What is expected ▸ Every record must appear in your copy exactly as written, with no pictures.

☆ ☆ ☆ ☆

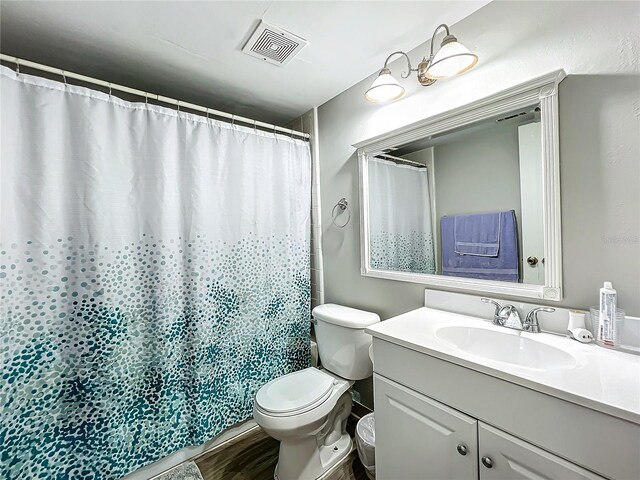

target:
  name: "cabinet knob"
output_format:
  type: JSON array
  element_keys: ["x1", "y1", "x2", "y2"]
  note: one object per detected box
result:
[{"x1": 482, "y1": 457, "x2": 493, "y2": 468}]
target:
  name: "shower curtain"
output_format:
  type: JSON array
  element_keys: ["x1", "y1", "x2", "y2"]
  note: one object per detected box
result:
[
  {"x1": 368, "y1": 157, "x2": 435, "y2": 273},
  {"x1": 0, "y1": 67, "x2": 311, "y2": 480}
]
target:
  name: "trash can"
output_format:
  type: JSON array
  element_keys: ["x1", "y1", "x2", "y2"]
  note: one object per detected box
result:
[{"x1": 356, "y1": 413, "x2": 376, "y2": 479}]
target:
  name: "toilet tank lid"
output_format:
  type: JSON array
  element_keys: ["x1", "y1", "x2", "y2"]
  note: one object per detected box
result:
[{"x1": 311, "y1": 303, "x2": 380, "y2": 328}]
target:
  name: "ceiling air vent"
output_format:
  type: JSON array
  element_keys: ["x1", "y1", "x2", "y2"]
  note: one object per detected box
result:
[{"x1": 242, "y1": 21, "x2": 307, "y2": 66}]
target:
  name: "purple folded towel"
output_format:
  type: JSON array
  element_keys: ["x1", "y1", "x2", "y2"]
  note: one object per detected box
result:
[
  {"x1": 453, "y1": 212, "x2": 502, "y2": 257},
  {"x1": 440, "y1": 210, "x2": 520, "y2": 282}
]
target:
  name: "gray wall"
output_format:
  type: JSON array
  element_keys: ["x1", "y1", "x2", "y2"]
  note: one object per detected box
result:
[
  {"x1": 433, "y1": 124, "x2": 522, "y2": 271},
  {"x1": 318, "y1": 1, "x2": 640, "y2": 405}
]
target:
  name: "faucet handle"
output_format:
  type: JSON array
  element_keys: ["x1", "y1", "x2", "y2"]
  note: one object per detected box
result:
[
  {"x1": 524, "y1": 307, "x2": 556, "y2": 333},
  {"x1": 527, "y1": 307, "x2": 556, "y2": 318},
  {"x1": 480, "y1": 297, "x2": 502, "y2": 325},
  {"x1": 480, "y1": 297, "x2": 502, "y2": 315}
]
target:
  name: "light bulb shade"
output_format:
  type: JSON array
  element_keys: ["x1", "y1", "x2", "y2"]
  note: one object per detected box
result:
[
  {"x1": 427, "y1": 41, "x2": 478, "y2": 80},
  {"x1": 364, "y1": 70, "x2": 404, "y2": 103}
]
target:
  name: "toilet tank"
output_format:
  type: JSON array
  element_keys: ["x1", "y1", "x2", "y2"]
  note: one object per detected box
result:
[{"x1": 312, "y1": 303, "x2": 380, "y2": 380}]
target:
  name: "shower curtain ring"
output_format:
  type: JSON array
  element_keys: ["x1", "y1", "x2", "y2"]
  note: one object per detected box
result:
[{"x1": 331, "y1": 197, "x2": 351, "y2": 228}]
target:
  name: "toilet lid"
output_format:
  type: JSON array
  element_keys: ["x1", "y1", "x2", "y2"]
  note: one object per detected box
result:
[{"x1": 256, "y1": 367, "x2": 334, "y2": 414}]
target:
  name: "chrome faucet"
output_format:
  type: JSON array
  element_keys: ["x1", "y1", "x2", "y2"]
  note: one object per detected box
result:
[
  {"x1": 480, "y1": 297, "x2": 524, "y2": 330},
  {"x1": 522, "y1": 307, "x2": 556, "y2": 333}
]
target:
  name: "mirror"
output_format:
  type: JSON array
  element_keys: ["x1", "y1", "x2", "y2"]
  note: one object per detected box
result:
[{"x1": 358, "y1": 72, "x2": 563, "y2": 300}]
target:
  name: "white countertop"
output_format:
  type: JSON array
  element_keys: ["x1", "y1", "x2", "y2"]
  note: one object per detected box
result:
[{"x1": 366, "y1": 307, "x2": 640, "y2": 425}]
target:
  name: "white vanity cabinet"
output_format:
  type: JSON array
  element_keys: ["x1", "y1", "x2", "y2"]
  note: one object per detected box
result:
[
  {"x1": 374, "y1": 375, "x2": 604, "y2": 480},
  {"x1": 367, "y1": 308, "x2": 640, "y2": 480},
  {"x1": 374, "y1": 376, "x2": 478, "y2": 480},
  {"x1": 478, "y1": 422, "x2": 603, "y2": 480}
]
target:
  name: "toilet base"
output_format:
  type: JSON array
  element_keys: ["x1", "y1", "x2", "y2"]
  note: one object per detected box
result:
[{"x1": 273, "y1": 433, "x2": 352, "y2": 480}]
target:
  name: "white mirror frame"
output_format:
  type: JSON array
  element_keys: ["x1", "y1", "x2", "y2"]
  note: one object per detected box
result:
[{"x1": 353, "y1": 70, "x2": 566, "y2": 301}]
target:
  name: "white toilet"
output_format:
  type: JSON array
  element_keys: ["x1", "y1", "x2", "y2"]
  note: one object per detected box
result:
[{"x1": 253, "y1": 304, "x2": 380, "y2": 480}]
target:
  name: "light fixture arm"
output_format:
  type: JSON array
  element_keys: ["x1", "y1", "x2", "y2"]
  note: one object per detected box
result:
[{"x1": 383, "y1": 50, "x2": 416, "y2": 78}]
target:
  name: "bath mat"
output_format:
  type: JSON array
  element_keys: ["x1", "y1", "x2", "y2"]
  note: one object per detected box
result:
[{"x1": 155, "y1": 462, "x2": 204, "y2": 480}]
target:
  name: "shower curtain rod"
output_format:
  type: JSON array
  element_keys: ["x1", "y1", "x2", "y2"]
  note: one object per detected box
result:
[{"x1": 0, "y1": 53, "x2": 309, "y2": 140}]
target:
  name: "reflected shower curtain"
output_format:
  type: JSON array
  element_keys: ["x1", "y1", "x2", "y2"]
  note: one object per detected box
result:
[
  {"x1": 368, "y1": 158, "x2": 435, "y2": 273},
  {"x1": 0, "y1": 67, "x2": 311, "y2": 480}
]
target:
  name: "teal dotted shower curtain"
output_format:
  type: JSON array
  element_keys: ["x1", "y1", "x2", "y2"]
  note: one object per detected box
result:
[{"x1": 0, "y1": 67, "x2": 311, "y2": 480}]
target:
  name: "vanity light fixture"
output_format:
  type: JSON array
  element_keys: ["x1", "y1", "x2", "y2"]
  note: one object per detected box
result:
[{"x1": 364, "y1": 23, "x2": 478, "y2": 103}]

☆ ☆ ☆ ☆

Answer for this exercise ▸
target:
  name: "cabinet knob"
output_format:
  type: JSON array
  element_keys: ["x1", "y1", "x2", "y2"]
  note: one object per detected box
result:
[{"x1": 482, "y1": 457, "x2": 493, "y2": 468}]
target:
  name: "shower curtain"
output_format:
  type: JSON array
  element_keys: ["x1", "y1", "x2", "y2"]
  note: one object per detected box
result:
[
  {"x1": 368, "y1": 157, "x2": 435, "y2": 273},
  {"x1": 0, "y1": 67, "x2": 311, "y2": 480}
]
target:
  name: "trash can"
output_format:
  type: JSON array
  element_keys: ["x1", "y1", "x2", "y2"]
  note: one object per detected box
result:
[{"x1": 356, "y1": 413, "x2": 376, "y2": 479}]
target:
  name: "toilet tank lid"
output_format:
  type: JSON array
  element_keys: ["x1", "y1", "x2", "y2"]
  note: one object per detected box
result:
[{"x1": 311, "y1": 303, "x2": 380, "y2": 328}]
target:
  name: "ceiling air vent"
output_format:
  type: JSON array
  element_keys: ["x1", "y1", "x2", "y2"]
  note: one object per detected box
result:
[{"x1": 242, "y1": 21, "x2": 307, "y2": 66}]
target:
  name: "purple folded towel"
output_format:
  type: JSON array
  element_keys: ["x1", "y1", "x2", "y2"]
  note: one object per detected box
result:
[
  {"x1": 453, "y1": 212, "x2": 502, "y2": 257},
  {"x1": 440, "y1": 210, "x2": 520, "y2": 282}
]
target:
  name: "gray wall"
output_format:
  type: JSON array
  element_keys: ["x1", "y1", "x2", "y2"]
  note: one object per detected box
result:
[
  {"x1": 433, "y1": 124, "x2": 522, "y2": 271},
  {"x1": 318, "y1": 1, "x2": 640, "y2": 405}
]
target:
  name: "faucet handle"
output_format:
  type: JSON array
  element_keys: ["x1", "y1", "x2", "y2"]
  note: one object per detected box
result:
[
  {"x1": 524, "y1": 307, "x2": 556, "y2": 333},
  {"x1": 527, "y1": 307, "x2": 556, "y2": 318},
  {"x1": 480, "y1": 297, "x2": 502, "y2": 325},
  {"x1": 480, "y1": 297, "x2": 502, "y2": 315}
]
target:
  name: "light bulb shade"
output_format:
  type: JSON array
  element_keys: ["x1", "y1", "x2", "y2"]
  note: one object per detected box
result:
[
  {"x1": 427, "y1": 41, "x2": 478, "y2": 80},
  {"x1": 364, "y1": 70, "x2": 404, "y2": 103}
]
target:
  name: "toilet tank"
output_format:
  type: JSON array
  element_keys: ["x1", "y1", "x2", "y2"]
  note: one object per detected box
result:
[{"x1": 312, "y1": 303, "x2": 380, "y2": 380}]
target:
  name: "shower curtain ring"
output_format:
  type: JSON array
  element_keys: ["x1", "y1", "x2", "y2"]
  note: one object per detected box
result:
[{"x1": 331, "y1": 197, "x2": 351, "y2": 228}]
target:
  name: "toilet lid"
output_format:
  type: JSON array
  element_keys: ["x1", "y1", "x2", "y2"]
  note: one object per detected box
result:
[{"x1": 256, "y1": 367, "x2": 334, "y2": 414}]
target:
  name: "chrome faucet"
output_format:
  type: JSON array
  element_keys: ["x1", "y1", "x2", "y2"]
  note: one object per detected box
result:
[
  {"x1": 480, "y1": 297, "x2": 524, "y2": 330},
  {"x1": 522, "y1": 307, "x2": 556, "y2": 333}
]
target:
  name: "mirror"
output_format:
  type: JSON array
  element_keys: ["x1", "y1", "x2", "y2"]
  note: one object per detected box
result:
[{"x1": 358, "y1": 72, "x2": 563, "y2": 300}]
target:
  name: "white countertop"
output_format:
  type: JSON array
  element_keys: ["x1", "y1", "x2", "y2"]
  note: one object per detected box
result:
[{"x1": 366, "y1": 307, "x2": 640, "y2": 425}]
target:
  name: "white vanity cabinet"
output_format:
  type: JSON array
  element_keys: ["x1", "y1", "x2", "y2"]
  note: one object per detected box
result:
[
  {"x1": 374, "y1": 375, "x2": 604, "y2": 480},
  {"x1": 367, "y1": 308, "x2": 640, "y2": 480},
  {"x1": 374, "y1": 376, "x2": 478, "y2": 480},
  {"x1": 478, "y1": 422, "x2": 603, "y2": 480}
]
target:
  name: "toilet base"
output_format:
  type: JSON array
  element_keys: ["x1", "y1", "x2", "y2"]
  note: one object per detected box
result:
[{"x1": 273, "y1": 433, "x2": 352, "y2": 480}]
target:
  name: "white mirror frame"
output_format:
  type: JSON array
  element_keys: ["x1", "y1", "x2", "y2"]
  note: one object per detected box
result:
[{"x1": 353, "y1": 70, "x2": 566, "y2": 301}]
target:
  name: "white toilet"
output_format:
  type: JSON array
  element_keys: ["x1", "y1", "x2", "y2"]
  note: one object per detected box
result:
[{"x1": 253, "y1": 304, "x2": 380, "y2": 480}]
target:
  name: "light fixture arm"
output_format:
  type: JSON array
  element_keys: ["x1", "y1", "x2", "y2"]
  note: one object per detected box
result:
[{"x1": 383, "y1": 50, "x2": 416, "y2": 78}]
target:
  name: "bath mat"
output_format:
  type: JSON array
  element_keys: ["x1", "y1", "x2", "y2"]
  note: one object per detected box
result:
[{"x1": 155, "y1": 462, "x2": 204, "y2": 480}]
target:
  name: "shower curtain rod"
output_format:
  type: JSON array
  element_keys: ["x1", "y1", "x2", "y2"]
  note: one object per detected box
result:
[{"x1": 0, "y1": 53, "x2": 309, "y2": 140}]
target:
  name: "reflected shower curtain"
output_format:
  type: JSON array
  element_keys: ["x1", "y1", "x2", "y2"]
  note: one object per detected box
result:
[
  {"x1": 368, "y1": 158, "x2": 435, "y2": 273},
  {"x1": 0, "y1": 67, "x2": 311, "y2": 480}
]
target:
  name: "teal dotted shower curtain"
output_format:
  type: JSON array
  element_keys: ["x1", "y1", "x2", "y2"]
  note: one object per detected box
result:
[{"x1": 0, "y1": 67, "x2": 311, "y2": 480}]
target:
  name: "vanity light fixture"
output_format:
  type: JSON array
  element_keys: ["x1", "y1", "x2", "y2"]
  note: one object per detected box
result:
[{"x1": 364, "y1": 23, "x2": 478, "y2": 103}]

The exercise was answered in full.